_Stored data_
:::::

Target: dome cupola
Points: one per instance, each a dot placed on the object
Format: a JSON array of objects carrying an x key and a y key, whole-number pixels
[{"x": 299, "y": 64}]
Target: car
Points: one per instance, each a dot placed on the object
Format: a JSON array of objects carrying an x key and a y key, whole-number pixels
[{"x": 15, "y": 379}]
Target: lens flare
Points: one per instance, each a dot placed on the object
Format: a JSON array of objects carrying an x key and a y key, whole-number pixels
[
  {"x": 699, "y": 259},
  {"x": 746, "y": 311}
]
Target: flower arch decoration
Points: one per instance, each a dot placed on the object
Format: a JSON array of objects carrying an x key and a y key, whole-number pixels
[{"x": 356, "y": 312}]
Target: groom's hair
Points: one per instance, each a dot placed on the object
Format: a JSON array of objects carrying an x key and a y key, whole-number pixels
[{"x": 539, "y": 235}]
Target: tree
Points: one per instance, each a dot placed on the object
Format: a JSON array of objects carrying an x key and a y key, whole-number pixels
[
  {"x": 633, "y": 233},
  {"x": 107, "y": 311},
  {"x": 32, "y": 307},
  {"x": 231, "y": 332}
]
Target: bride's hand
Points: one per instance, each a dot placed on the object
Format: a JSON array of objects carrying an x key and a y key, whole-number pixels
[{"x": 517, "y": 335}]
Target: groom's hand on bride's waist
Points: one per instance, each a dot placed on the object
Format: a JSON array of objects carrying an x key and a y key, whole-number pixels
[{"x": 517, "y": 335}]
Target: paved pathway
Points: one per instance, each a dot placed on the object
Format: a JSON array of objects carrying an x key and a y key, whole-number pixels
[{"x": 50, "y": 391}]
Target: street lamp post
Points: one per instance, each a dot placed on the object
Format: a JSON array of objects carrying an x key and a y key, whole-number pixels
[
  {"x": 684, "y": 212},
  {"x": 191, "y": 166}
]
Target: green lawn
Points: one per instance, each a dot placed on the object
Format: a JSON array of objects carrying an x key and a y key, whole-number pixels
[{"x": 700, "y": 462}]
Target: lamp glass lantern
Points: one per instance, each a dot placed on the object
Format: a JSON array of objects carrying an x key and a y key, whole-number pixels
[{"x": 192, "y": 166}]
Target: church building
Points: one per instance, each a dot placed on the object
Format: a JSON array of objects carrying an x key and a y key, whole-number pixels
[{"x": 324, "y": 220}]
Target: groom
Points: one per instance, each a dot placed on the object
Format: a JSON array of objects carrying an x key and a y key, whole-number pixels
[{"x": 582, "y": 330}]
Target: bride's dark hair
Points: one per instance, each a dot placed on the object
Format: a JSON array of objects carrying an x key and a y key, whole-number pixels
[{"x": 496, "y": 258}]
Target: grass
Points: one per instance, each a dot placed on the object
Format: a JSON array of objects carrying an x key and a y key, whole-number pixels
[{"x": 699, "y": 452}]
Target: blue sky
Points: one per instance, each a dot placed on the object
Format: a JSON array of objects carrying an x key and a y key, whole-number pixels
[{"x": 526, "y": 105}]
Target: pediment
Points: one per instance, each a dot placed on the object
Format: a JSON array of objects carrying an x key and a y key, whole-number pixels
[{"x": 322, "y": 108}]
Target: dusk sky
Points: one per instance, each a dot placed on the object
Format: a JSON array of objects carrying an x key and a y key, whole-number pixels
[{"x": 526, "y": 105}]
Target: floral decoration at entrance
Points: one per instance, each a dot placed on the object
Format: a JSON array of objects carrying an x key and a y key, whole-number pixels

:::::

_PROMPT_
Tally up the lines of the data above where the string "hair" appears, and give only the count.

_SOLUTION FOR THIS TASK_
2